Written request: Can you write out word for word the data below, starting with the line that contains "1. Examine the image above and locate the stone", including that line, and continuing through the end of the data?
-------
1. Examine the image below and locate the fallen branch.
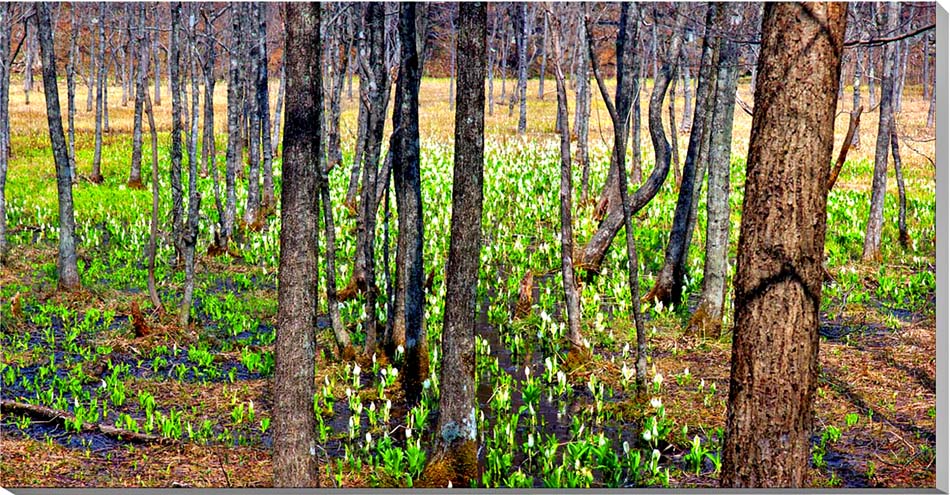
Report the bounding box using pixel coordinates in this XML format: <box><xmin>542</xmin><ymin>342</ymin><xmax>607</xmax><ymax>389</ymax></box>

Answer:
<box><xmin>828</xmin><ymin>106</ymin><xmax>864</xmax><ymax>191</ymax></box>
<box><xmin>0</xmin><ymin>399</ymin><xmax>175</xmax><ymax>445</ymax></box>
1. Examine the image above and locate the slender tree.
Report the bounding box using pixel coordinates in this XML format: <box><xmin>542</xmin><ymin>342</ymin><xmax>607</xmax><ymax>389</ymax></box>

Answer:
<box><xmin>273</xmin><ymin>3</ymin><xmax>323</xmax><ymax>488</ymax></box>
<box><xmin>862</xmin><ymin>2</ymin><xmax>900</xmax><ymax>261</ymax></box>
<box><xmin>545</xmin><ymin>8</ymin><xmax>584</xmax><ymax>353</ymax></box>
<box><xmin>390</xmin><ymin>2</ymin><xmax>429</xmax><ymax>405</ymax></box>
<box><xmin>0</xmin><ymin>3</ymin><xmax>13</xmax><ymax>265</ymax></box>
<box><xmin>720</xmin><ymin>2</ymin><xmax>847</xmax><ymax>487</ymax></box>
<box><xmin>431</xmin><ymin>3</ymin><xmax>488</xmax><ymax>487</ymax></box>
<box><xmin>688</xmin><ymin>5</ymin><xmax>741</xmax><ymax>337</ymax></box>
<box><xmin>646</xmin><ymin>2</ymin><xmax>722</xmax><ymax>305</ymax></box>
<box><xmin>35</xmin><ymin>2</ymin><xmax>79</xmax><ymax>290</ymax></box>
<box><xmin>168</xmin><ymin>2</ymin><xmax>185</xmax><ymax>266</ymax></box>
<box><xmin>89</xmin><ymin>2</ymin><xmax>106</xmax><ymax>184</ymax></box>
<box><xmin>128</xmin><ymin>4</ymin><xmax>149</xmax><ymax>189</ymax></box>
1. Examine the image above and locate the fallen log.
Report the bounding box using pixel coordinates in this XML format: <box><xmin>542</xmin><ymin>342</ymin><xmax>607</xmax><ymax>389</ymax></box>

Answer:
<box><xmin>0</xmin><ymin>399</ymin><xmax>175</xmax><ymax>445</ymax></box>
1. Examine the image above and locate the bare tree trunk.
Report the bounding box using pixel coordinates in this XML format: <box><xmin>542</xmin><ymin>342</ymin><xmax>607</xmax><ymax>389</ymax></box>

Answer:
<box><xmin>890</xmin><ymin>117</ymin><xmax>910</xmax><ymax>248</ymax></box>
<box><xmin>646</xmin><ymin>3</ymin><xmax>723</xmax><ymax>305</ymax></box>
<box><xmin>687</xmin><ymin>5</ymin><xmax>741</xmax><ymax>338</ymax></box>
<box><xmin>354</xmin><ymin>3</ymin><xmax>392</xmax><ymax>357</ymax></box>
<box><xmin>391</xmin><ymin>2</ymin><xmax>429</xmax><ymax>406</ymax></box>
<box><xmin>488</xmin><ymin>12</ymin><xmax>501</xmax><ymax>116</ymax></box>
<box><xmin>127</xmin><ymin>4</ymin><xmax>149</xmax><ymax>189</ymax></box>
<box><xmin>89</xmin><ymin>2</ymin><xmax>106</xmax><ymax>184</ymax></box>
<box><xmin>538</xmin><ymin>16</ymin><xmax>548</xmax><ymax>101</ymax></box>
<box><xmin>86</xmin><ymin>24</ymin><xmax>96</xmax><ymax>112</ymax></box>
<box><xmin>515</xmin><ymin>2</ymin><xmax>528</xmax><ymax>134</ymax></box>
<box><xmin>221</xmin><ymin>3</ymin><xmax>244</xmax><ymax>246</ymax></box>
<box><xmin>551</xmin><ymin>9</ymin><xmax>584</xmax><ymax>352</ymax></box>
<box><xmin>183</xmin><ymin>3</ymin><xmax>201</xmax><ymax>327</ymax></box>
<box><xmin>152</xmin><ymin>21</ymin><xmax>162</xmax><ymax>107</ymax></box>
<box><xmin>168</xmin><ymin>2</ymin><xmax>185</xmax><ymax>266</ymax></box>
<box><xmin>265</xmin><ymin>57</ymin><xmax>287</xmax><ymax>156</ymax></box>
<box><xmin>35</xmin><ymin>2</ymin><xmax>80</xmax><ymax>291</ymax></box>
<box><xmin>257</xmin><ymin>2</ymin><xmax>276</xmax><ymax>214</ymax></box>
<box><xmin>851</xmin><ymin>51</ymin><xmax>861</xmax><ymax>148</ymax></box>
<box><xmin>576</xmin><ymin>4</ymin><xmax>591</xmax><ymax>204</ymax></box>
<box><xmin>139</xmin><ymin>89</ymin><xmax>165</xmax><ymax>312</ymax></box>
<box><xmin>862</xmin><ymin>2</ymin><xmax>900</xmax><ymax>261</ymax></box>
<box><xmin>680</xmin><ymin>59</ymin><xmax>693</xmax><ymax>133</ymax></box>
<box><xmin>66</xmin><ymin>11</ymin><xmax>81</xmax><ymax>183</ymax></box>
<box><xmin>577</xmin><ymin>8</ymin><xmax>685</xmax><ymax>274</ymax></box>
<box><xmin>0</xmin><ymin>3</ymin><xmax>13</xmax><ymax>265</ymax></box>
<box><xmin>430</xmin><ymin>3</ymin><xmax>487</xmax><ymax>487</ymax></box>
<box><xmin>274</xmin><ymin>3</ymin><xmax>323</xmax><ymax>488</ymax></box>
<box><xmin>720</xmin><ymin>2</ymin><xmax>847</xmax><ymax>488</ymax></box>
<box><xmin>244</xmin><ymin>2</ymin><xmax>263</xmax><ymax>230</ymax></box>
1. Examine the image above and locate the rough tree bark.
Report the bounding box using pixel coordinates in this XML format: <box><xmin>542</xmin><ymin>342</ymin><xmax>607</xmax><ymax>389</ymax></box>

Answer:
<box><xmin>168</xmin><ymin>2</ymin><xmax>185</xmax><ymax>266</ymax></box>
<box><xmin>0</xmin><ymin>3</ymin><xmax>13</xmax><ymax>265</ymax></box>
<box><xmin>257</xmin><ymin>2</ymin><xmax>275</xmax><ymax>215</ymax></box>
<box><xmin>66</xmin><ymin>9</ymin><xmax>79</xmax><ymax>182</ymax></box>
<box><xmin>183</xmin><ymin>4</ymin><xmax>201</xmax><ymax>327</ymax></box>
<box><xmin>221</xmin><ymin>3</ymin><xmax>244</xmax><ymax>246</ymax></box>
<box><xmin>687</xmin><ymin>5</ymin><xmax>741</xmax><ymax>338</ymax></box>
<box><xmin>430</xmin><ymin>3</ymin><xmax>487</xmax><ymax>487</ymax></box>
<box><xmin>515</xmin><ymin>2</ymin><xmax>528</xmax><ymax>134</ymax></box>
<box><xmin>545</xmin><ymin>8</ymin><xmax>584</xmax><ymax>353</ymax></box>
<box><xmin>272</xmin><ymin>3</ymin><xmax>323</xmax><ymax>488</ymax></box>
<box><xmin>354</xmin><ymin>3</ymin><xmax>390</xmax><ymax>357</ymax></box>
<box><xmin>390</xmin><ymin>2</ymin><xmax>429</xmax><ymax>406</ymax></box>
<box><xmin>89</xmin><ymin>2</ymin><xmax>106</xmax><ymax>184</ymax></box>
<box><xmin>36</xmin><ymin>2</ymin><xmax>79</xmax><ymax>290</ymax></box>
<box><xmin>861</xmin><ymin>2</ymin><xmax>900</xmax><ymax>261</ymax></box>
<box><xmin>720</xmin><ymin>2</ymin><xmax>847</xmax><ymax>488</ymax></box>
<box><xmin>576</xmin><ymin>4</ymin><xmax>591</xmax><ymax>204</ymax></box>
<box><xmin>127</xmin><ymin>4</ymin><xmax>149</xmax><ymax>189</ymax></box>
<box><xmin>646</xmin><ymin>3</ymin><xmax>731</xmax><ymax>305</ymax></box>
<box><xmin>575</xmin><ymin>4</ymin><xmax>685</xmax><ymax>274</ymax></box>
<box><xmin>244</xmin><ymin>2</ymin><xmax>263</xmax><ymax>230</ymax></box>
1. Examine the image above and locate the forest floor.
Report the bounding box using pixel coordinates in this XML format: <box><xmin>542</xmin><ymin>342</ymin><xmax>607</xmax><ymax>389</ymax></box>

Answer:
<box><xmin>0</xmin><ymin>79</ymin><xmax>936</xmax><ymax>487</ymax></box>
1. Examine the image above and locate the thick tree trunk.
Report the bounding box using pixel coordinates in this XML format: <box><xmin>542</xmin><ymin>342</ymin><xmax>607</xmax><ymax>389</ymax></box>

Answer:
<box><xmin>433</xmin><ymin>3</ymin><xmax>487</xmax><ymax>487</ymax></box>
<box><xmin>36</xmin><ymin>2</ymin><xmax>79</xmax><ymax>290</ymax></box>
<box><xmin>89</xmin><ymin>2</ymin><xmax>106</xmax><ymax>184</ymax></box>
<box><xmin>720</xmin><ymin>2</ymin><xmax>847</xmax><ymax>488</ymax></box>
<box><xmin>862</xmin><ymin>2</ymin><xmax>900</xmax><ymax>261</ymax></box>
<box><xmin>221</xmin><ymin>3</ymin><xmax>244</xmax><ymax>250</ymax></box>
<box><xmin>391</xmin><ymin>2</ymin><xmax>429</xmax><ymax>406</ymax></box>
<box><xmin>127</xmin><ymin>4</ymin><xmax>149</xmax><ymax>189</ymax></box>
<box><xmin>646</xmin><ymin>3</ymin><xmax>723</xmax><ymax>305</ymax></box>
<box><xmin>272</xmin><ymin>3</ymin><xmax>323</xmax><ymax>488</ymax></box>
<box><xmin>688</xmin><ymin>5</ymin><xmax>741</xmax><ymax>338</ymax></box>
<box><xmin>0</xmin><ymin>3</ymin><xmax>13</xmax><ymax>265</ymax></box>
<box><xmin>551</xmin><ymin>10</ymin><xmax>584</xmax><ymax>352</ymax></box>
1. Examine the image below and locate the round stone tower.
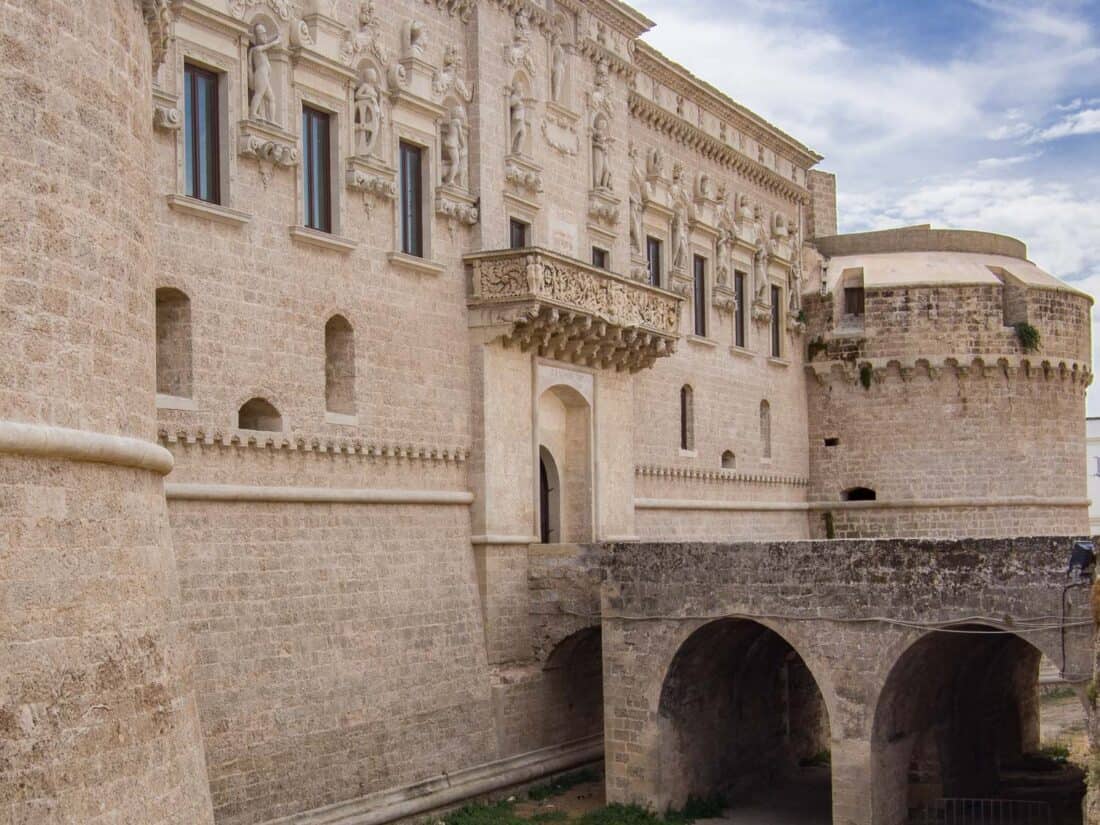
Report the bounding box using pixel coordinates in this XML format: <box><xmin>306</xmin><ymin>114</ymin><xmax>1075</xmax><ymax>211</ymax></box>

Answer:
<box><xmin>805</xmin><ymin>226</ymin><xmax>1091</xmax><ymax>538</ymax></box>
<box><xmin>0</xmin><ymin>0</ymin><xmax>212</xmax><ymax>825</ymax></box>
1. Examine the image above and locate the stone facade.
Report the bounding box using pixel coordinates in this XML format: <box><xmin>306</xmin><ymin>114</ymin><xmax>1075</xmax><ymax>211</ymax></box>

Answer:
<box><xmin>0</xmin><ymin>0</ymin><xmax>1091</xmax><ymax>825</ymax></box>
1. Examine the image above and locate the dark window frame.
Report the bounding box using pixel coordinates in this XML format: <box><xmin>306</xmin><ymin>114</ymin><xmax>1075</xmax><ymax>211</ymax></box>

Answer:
-------
Answer to the problem:
1. Examine the image above and locate the stone facade.
Report the bounding box using pixel coordinates in this XML format: <box><xmin>306</xmin><ymin>114</ymin><xmax>1075</xmax><ymax>211</ymax></box>

Answer:
<box><xmin>0</xmin><ymin>0</ymin><xmax>1091</xmax><ymax>825</ymax></box>
1. Examine the image above and locate the dark window frame.
Report the bounding box using pixel coordinates in this XML format: <box><xmin>306</xmin><ymin>114</ymin><xmax>1075</xmax><ymax>211</ymax></box>

Answer:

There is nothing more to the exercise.